Data for this exercise:
= = = = = = =
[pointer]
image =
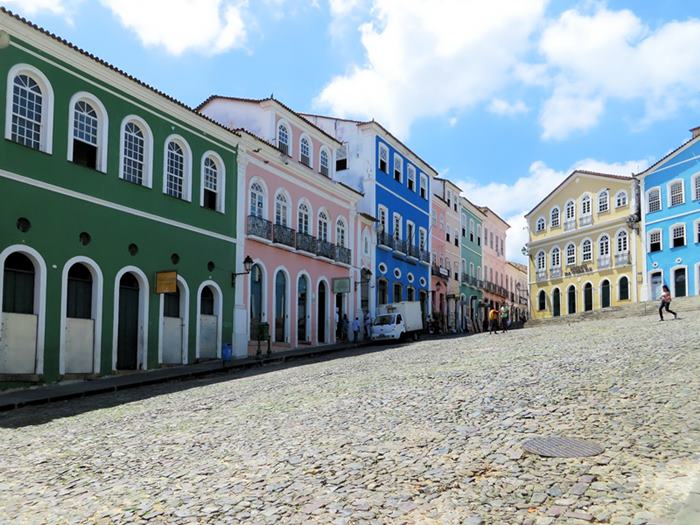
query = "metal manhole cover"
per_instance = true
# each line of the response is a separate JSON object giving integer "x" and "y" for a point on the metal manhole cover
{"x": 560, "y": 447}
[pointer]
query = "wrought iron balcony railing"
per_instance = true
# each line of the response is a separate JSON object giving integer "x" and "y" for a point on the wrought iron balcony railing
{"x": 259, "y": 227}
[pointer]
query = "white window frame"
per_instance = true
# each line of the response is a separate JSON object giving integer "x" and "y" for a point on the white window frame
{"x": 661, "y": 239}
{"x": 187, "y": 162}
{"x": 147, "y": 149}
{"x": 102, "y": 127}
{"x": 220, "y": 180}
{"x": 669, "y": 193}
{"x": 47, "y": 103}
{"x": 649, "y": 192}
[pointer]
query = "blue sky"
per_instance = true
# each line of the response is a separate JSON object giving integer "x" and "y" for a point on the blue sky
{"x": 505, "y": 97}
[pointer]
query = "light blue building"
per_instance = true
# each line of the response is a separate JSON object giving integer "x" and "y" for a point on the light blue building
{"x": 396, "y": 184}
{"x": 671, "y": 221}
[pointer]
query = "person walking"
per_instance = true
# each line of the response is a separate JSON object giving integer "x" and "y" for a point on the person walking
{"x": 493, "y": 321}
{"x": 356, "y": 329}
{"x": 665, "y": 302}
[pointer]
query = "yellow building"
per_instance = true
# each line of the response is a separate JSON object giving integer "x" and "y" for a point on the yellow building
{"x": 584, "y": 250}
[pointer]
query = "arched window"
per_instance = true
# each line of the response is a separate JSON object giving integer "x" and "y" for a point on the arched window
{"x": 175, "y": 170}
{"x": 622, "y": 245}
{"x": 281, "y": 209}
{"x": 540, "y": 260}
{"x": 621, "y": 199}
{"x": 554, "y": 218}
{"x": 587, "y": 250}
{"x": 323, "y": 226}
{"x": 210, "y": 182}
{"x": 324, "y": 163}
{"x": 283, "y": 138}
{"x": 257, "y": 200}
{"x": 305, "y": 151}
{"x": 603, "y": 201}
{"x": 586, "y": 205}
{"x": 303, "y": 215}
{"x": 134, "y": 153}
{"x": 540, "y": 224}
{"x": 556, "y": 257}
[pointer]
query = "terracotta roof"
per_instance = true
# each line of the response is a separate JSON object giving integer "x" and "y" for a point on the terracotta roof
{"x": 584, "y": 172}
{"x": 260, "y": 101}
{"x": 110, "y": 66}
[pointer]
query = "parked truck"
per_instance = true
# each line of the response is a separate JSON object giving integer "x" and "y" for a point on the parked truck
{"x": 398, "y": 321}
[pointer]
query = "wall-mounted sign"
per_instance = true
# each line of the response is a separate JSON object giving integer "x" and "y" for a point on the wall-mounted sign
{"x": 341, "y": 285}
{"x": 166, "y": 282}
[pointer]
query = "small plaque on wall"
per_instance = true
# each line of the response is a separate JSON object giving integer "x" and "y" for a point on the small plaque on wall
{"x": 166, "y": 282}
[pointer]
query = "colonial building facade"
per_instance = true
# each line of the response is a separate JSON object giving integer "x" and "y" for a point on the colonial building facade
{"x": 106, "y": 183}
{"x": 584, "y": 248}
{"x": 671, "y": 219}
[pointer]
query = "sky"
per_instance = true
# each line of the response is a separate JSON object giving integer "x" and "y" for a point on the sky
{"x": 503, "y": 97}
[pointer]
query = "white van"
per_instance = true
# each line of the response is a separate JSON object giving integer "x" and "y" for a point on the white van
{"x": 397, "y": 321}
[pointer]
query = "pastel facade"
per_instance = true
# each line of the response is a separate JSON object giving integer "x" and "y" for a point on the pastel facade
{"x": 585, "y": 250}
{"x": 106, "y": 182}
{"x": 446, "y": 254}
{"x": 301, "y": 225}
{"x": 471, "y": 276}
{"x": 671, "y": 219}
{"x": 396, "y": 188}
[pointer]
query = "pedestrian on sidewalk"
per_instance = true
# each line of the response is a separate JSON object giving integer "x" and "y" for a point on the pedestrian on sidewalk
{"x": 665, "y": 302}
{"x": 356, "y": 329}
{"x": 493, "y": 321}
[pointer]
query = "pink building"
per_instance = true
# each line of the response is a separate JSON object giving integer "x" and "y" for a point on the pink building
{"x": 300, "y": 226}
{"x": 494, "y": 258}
= = = = = = =
Objective: State how many lines of the rows above contain the string "roof".

Output of the task: 2